Object position labeling items —
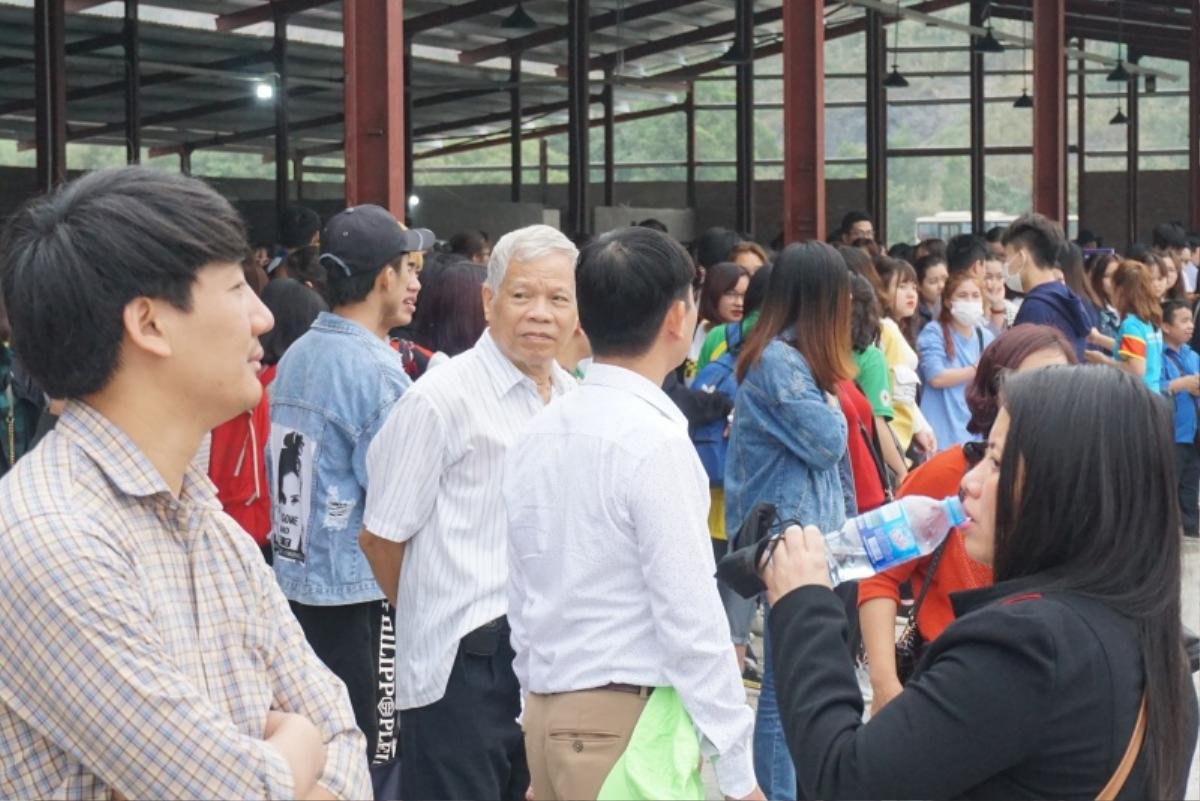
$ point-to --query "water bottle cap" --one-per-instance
(954, 511)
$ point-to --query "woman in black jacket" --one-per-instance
(1033, 692)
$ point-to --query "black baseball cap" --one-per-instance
(365, 238)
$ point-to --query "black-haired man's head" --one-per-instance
(856, 226)
(129, 282)
(636, 295)
(966, 253)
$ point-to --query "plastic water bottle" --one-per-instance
(891, 535)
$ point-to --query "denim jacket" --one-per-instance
(787, 445)
(331, 395)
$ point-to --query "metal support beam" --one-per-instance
(544, 169)
(744, 116)
(132, 84)
(51, 77)
(804, 200)
(280, 58)
(579, 155)
(451, 14)
(1194, 120)
(689, 115)
(1133, 137)
(408, 126)
(558, 32)
(976, 80)
(610, 130)
(876, 124)
(1080, 128)
(223, 139)
(375, 104)
(515, 127)
(268, 11)
(1049, 108)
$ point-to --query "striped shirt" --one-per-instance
(145, 639)
(433, 481)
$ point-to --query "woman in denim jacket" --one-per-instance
(787, 443)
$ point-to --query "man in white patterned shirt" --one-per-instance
(622, 645)
(148, 651)
(435, 525)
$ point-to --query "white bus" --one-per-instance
(946, 224)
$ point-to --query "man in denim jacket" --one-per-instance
(333, 391)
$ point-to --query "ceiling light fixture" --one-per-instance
(894, 79)
(519, 19)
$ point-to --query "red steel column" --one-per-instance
(1050, 109)
(1194, 120)
(804, 198)
(375, 103)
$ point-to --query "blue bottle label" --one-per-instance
(887, 536)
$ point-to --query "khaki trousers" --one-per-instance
(573, 740)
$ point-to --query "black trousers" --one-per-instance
(468, 744)
(1187, 465)
(347, 640)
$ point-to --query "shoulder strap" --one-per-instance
(733, 337)
(929, 579)
(1116, 783)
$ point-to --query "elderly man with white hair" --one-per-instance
(435, 527)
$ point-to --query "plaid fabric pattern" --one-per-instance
(145, 639)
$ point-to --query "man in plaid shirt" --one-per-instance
(148, 651)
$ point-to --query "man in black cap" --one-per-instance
(333, 391)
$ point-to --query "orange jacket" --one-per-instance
(939, 477)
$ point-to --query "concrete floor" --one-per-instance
(1191, 618)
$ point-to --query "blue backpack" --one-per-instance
(718, 375)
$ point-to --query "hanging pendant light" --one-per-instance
(894, 79)
(1024, 101)
(519, 19)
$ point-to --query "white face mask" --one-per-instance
(969, 313)
(1013, 277)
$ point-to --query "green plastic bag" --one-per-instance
(663, 757)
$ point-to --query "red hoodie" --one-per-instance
(237, 467)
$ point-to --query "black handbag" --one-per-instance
(911, 644)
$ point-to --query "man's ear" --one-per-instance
(675, 324)
(489, 296)
(147, 327)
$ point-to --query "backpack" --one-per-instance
(718, 375)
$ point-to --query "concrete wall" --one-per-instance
(447, 209)
(1162, 197)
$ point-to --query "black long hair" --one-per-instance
(808, 293)
(1087, 493)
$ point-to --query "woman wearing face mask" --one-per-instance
(898, 336)
(931, 276)
(1036, 690)
(1023, 348)
(949, 350)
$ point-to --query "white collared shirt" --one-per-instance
(610, 562)
(433, 481)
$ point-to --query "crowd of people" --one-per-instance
(372, 515)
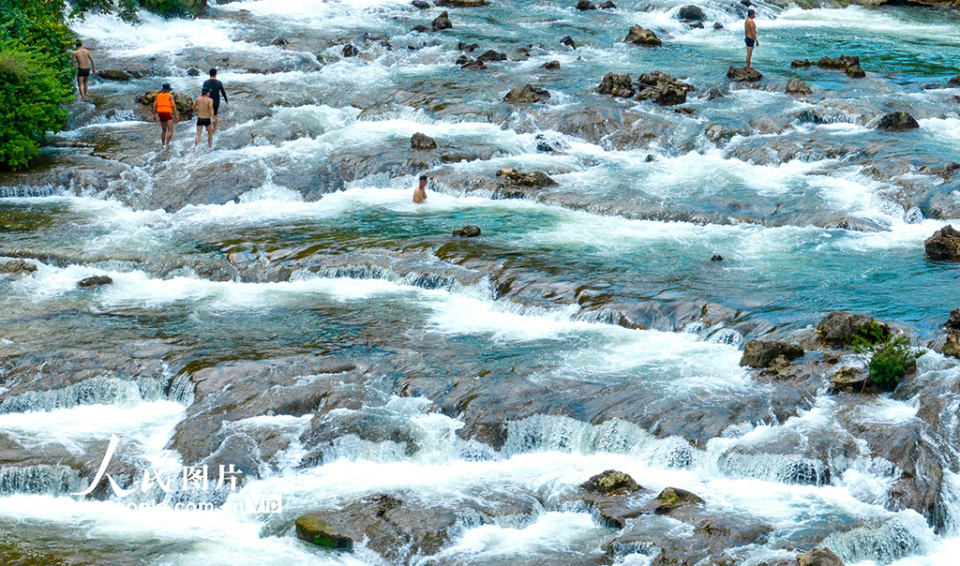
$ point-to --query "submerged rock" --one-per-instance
(469, 231)
(421, 141)
(535, 179)
(95, 281)
(673, 498)
(839, 328)
(611, 482)
(642, 36)
(797, 87)
(17, 267)
(741, 74)
(761, 353)
(897, 122)
(819, 557)
(442, 22)
(620, 86)
(944, 244)
(691, 13)
(526, 94)
(662, 89)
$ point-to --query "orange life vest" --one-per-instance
(165, 102)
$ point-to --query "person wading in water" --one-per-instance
(165, 112)
(420, 192)
(216, 89)
(85, 66)
(750, 29)
(203, 106)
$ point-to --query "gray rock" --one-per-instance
(897, 122)
(95, 281)
(761, 353)
(739, 74)
(839, 328)
(944, 244)
(469, 231)
(797, 87)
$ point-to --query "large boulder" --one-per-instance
(761, 353)
(840, 328)
(620, 86)
(420, 141)
(741, 74)
(526, 94)
(819, 557)
(673, 498)
(952, 346)
(662, 89)
(944, 244)
(534, 179)
(642, 36)
(897, 122)
(397, 528)
(797, 87)
(691, 14)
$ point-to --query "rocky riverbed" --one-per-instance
(621, 330)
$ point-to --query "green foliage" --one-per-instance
(887, 359)
(36, 76)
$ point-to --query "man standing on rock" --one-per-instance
(85, 66)
(420, 192)
(750, 29)
(203, 106)
(216, 88)
(165, 112)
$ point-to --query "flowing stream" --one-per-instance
(279, 303)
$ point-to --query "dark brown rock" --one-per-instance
(526, 94)
(442, 22)
(897, 122)
(421, 141)
(819, 557)
(944, 244)
(95, 281)
(535, 179)
(643, 37)
(761, 353)
(620, 86)
(469, 231)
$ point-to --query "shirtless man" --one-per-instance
(750, 29)
(203, 106)
(165, 112)
(85, 67)
(420, 192)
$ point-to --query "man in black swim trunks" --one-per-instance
(203, 106)
(750, 29)
(216, 88)
(85, 66)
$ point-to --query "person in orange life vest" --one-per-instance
(165, 112)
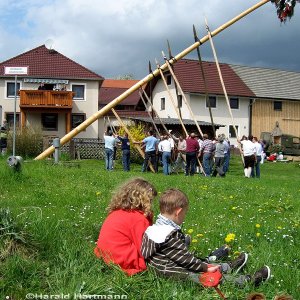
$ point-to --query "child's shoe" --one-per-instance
(238, 263)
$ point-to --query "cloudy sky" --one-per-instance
(119, 37)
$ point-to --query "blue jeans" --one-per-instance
(256, 167)
(207, 163)
(126, 159)
(226, 161)
(108, 159)
(166, 158)
(190, 166)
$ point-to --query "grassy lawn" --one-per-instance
(55, 213)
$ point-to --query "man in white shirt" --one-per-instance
(249, 154)
(165, 147)
(258, 154)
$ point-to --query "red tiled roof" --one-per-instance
(111, 89)
(46, 63)
(118, 83)
(188, 72)
(130, 113)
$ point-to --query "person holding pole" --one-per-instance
(125, 147)
(150, 143)
(207, 150)
(192, 149)
(109, 144)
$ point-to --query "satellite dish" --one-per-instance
(49, 44)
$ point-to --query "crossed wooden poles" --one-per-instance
(145, 80)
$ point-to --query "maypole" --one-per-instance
(145, 80)
(204, 80)
(223, 86)
(137, 146)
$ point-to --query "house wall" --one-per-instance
(198, 106)
(264, 117)
(88, 106)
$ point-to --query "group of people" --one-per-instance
(253, 152)
(209, 157)
(3, 140)
(129, 238)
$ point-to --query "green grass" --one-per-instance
(57, 211)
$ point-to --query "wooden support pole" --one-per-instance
(149, 114)
(145, 80)
(155, 112)
(205, 83)
(172, 99)
(183, 97)
(223, 86)
(131, 138)
(182, 94)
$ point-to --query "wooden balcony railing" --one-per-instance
(44, 99)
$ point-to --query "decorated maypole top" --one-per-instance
(285, 8)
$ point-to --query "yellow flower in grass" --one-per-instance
(230, 237)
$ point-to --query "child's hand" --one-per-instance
(213, 268)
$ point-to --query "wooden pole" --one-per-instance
(149, 114)
(131, 137)
(145, 80)
(153, 109)
(205, 83)
(182, 94)
(171, 98)
(223, 86)
(179, 117)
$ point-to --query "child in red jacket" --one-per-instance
(130, 214)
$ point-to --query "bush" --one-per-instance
(29, 142)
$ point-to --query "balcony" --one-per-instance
(46, 99)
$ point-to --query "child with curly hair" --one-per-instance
(129, 215)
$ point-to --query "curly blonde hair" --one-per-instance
(136, 194)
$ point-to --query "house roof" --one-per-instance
(45, 63)
(173, 121)
(111, 89)
(189, 75)
(270, 83)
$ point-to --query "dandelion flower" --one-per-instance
(230, 237)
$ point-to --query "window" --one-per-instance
(162, 104)
(10, 89)
(234, 103)
(179, 101)
(169, 79)
(77, 119)
(78, 90)
(212, 100)
(50, 122)
(232, 133)
(10, 120)
(278, 105)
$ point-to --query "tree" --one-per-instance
(285, 8)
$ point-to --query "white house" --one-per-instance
(70, 93)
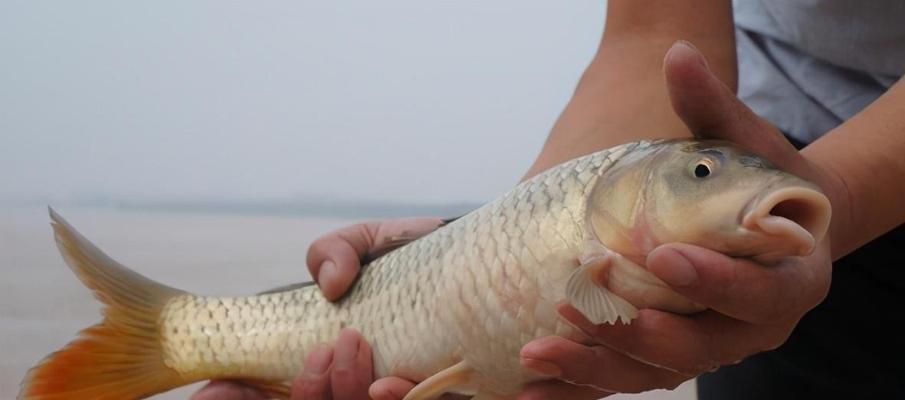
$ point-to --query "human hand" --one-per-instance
(342, 371)
(752, 308)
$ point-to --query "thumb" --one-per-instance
(711, 110)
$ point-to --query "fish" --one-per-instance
(451, 308)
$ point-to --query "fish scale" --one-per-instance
(477, 278)
(453, 309)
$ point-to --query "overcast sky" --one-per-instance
(425, 101)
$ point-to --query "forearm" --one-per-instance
(867, 156)
(622, 95)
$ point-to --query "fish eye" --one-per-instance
(702, 168)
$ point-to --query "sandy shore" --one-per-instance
(42, 304)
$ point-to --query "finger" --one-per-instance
(352, 368)
(314, 382)
(712, 110)
(227, 390)
(391, 388)
(740, 288)
(547, 390)
(596, 366)
(689, 345)
(335, 259)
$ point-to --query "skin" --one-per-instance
(624, 93)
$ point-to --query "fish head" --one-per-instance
(707, 193)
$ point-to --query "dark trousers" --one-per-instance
(848, 347)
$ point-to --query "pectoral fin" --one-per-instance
(457, 379)
(585, 292)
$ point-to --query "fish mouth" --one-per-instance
(789, 221)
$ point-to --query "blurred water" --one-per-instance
(42, 305)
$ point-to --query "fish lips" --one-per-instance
(787, 221)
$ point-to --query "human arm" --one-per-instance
(622, 95)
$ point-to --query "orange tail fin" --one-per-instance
(120, 358)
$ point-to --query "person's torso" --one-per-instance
(808, 65)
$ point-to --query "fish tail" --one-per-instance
(119, 358)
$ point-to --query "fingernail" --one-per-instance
(676, 270)
(327, 275)
(684, 47)
(318, 361)
(346, 353)
(543, 367)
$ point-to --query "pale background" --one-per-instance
(206, 143)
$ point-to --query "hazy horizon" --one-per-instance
(397, 101)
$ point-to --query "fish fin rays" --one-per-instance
(287, 288)
(586, 293)
(456, 379)
(118, 358)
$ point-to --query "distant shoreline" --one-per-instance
(346, 209)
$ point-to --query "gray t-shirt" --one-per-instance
(809, 65)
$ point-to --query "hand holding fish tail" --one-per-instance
(335, 259)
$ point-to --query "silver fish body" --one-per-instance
(451, 309)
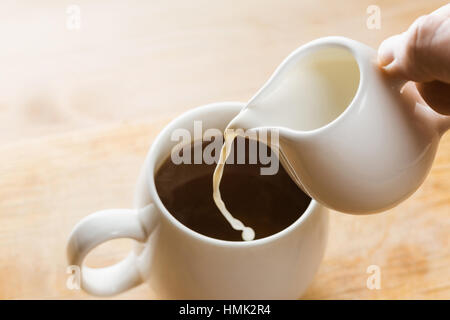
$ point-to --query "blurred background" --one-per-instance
(87, 85)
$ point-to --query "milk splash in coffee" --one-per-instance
(309, 94)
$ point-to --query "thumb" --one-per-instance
(422, 52)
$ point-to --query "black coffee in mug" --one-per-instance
(266, 203)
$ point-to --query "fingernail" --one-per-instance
(386, 53)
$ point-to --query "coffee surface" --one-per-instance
(266, 203)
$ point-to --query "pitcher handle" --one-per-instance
(103, 226)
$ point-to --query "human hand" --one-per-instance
(422, 54)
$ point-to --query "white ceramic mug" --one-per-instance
(180, 263)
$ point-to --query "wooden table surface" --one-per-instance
(80, 108)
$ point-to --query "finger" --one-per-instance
(422, 52)
(436, 94)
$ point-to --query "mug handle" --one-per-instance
(103, 226)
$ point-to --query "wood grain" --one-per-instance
(79, 109)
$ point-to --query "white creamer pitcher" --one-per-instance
(350, 136)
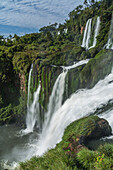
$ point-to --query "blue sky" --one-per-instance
(25, 16)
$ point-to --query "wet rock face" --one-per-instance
(80, 133)
(101, 129)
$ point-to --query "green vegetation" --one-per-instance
(58, 45)
(69, 154)
(53, 45)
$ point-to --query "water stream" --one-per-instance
(82, 103)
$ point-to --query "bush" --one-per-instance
(86, 158)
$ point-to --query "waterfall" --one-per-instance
(29, 84)
(33, 111)
(56, 97)
(97, 27)
(55, 101)
(109, 44)
(88, 33)
(82, 103)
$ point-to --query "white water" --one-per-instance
(82, 103)
(55, 101)
(109, 44)
(87, 34)
(33, 111)
(76, 64)
(97, 27)
(29, 85)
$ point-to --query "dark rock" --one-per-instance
(101, 129)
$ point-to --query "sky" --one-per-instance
(26, 16)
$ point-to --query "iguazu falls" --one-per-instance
(56, 89)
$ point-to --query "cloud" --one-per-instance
(35, 13)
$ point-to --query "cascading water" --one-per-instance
(55, 101)
(84, 102)
(88, 34)
(97, 27)
(33, 111)
(109, 44)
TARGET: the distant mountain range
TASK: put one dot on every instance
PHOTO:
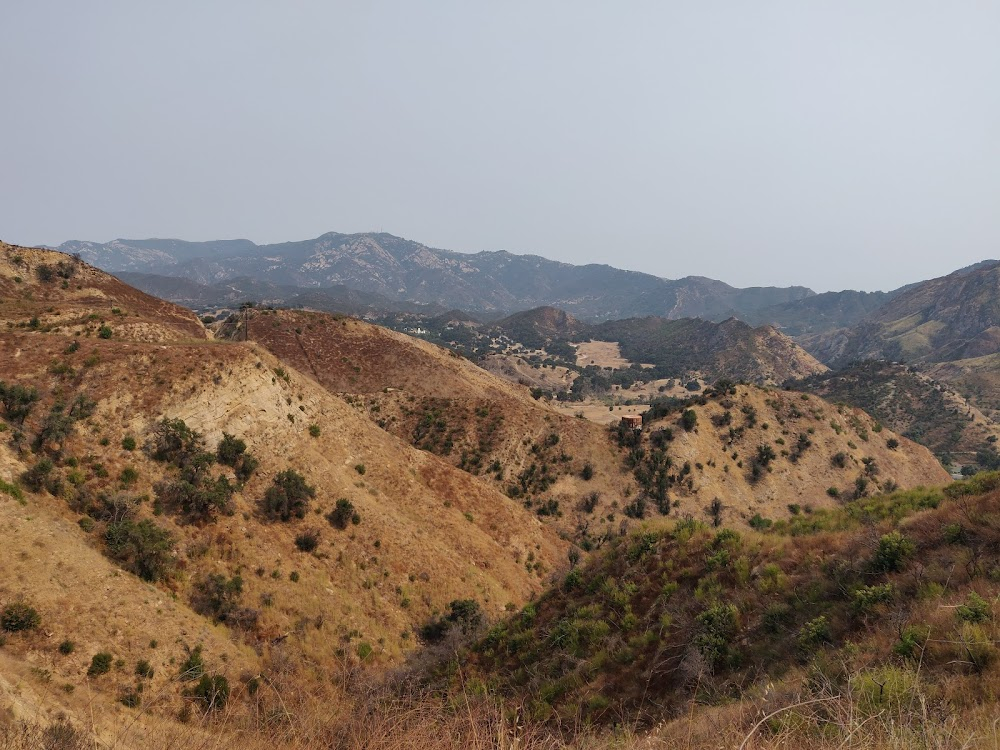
(954, 317)
(403, 270)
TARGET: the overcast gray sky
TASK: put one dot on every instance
(831, 144)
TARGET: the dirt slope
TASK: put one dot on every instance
(43, 289)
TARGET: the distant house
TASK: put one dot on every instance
(632, 421)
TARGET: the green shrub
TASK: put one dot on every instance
(193, 667)
(17, 401)
(307, 541)
(37, 477)
(465, 614)
(813, 634)
(892, 553)
(717, 627)
(341, 514)
(288, 497)
(100, 664)
(18, 616)
(142, 548)
(144, 669)
(976, 609)
(867, 598)
(212, 691)
(216, 596)
(174, 442)
(911, 641)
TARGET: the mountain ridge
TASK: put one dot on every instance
(486, 281)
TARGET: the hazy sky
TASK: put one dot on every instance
(831, 144)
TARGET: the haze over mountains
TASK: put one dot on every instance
(442, 498)
(401, 269)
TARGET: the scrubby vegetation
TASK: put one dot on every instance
(288, 497)
(661, 614)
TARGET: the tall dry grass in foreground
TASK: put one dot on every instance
(390, 719)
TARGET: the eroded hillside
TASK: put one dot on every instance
(238, 489)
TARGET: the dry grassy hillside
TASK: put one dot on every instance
(445, 405)
(580, 477)
(752, 451)
(76, 470)
(50, 291)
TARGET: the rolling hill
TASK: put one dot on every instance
(286, 512)
(950, 318)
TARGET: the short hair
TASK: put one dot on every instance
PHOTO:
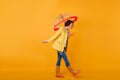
(68, 22)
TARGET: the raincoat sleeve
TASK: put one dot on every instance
(56, 34)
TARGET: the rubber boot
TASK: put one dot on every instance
(58, 74)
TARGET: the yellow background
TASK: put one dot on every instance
(94, 49)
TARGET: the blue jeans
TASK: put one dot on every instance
(64, 56)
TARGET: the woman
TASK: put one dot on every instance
(60, 41)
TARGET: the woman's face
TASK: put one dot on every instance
(71, 26)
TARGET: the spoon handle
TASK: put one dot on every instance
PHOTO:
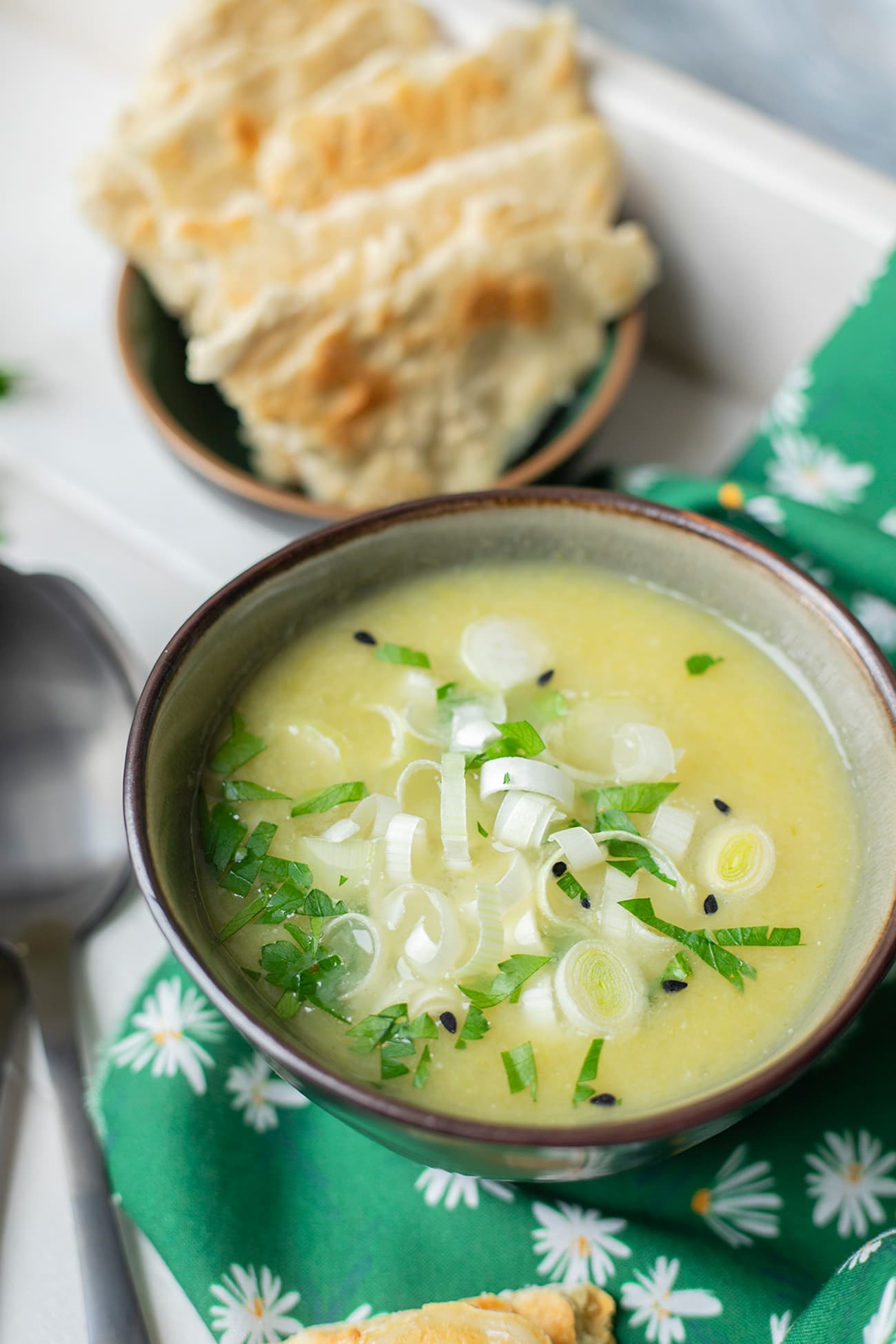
(110, 1303)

Exercise objective —
Reproduce the items word for word, starting at the line that contains "TARGET: the haze over mountains" and stopping after the last line of the items, and leave the pictures out of your answer.

Written solution —
TARGET: the haze over mountains
TASK: put one dot on every instance
(442, 498)
(401, 269)
TARGET: the scrubby vegetation
TASK: put one dot on every instance
(288, 497)
(661, 614)
TARGET: the tall dry grass in foreground
TASK: put one dot on every instance
(390, 719)
TARGET: the eroded hillside
TASK: put one dot on every instance
(238, 489)
TARGET: the dry grassy hillside
TASK: put one dot on every instance
(445, 405)
(580, 477)
(752, 451)
(76, 470)
(50, 291)
TARGET: the rolling hill
TASK: put one dot on every instance
(286, 512)
(950, 318)
TARGET: the short hair
TASK: put one dot on every instance
PHOTO:
(68, 22)
TARGET: the raincoat sleeve
TASK: put one dot on every instance
(56, 34)
TARGET: the rubber boot
TASK: put one dot on every instance
(58, 74)
TARGET: the yellow background
TASK: put one dot on every instance
(94, 49)
TARGET: the blue jeans
TASK: put one dot on every instance
(64, 56)
TARGET: the woman
TASK: put one dot on every instance
(60, 41)
TARGET: the woman's face
TASK: put one dot on every instance
(71, 26)
TARGET: the spoon handle
TASK: put one dot on every instance
PHOTO:
(110, 1303)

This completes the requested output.